[Object position labeling entries]
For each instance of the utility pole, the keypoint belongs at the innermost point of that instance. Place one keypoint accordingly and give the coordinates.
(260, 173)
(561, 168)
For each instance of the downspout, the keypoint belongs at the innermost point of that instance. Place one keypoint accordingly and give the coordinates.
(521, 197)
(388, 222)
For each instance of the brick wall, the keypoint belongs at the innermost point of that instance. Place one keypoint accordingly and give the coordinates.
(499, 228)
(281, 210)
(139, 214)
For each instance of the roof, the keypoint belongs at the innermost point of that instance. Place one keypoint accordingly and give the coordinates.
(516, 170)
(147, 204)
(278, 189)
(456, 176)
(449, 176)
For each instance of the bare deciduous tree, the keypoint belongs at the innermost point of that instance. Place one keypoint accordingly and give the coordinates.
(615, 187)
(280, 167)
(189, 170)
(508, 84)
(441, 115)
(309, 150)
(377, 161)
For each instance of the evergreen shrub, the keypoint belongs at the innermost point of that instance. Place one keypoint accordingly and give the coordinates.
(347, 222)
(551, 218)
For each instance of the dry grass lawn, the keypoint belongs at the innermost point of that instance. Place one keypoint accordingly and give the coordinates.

Exercise instructions: Quote all the records exactly, please, leaving none out.

Exercise output:
For each instance of the utility pole, the keypoint belongs at the innermost point of that instance. Place one keypoint accordingly and give the coordinates.
(260, 173)
(561, 168)
For each instance of the downspout, the keypoint belongs at the innermost point of that instance. Place one keypoint accordingly and give the coordinates.
(521, 197)
(388, 222)
For each instance of the brick wall, the keypoint belongs at the innermost point of that instance. Place one keypoint accordingly and give the coordinates.
(499, 228)
(281, 210)
(139, 214)
For each instance of the roof, the keypoint belongs at the innermost point of that instance. Place one keypoint accordingly and give the coordinates.
(516, 170)
(147, 204)
(278, 189)
(456, 176)
(449, 176)
For each instance of the bare deciduous tree, the keypoint belongs at the innermost point of that instance. Place one keypoint accordingly and give the coordinates.
(615, 187)
(280, 167)
(189, 170)
(508, 84)
(441, 115)
(309, 150)
(377, 161)
For each instance of the evergreen shrub, the keypoint belongs at the innermost point of that instance. Place one keypoint accordingly and give the coordinates.
(347, 222)
(551, 218)
For each instance of the dry grass lawn, the keypoint belongs at the innermost point of that instance. Place one keypoint accordingly and give the coordinates.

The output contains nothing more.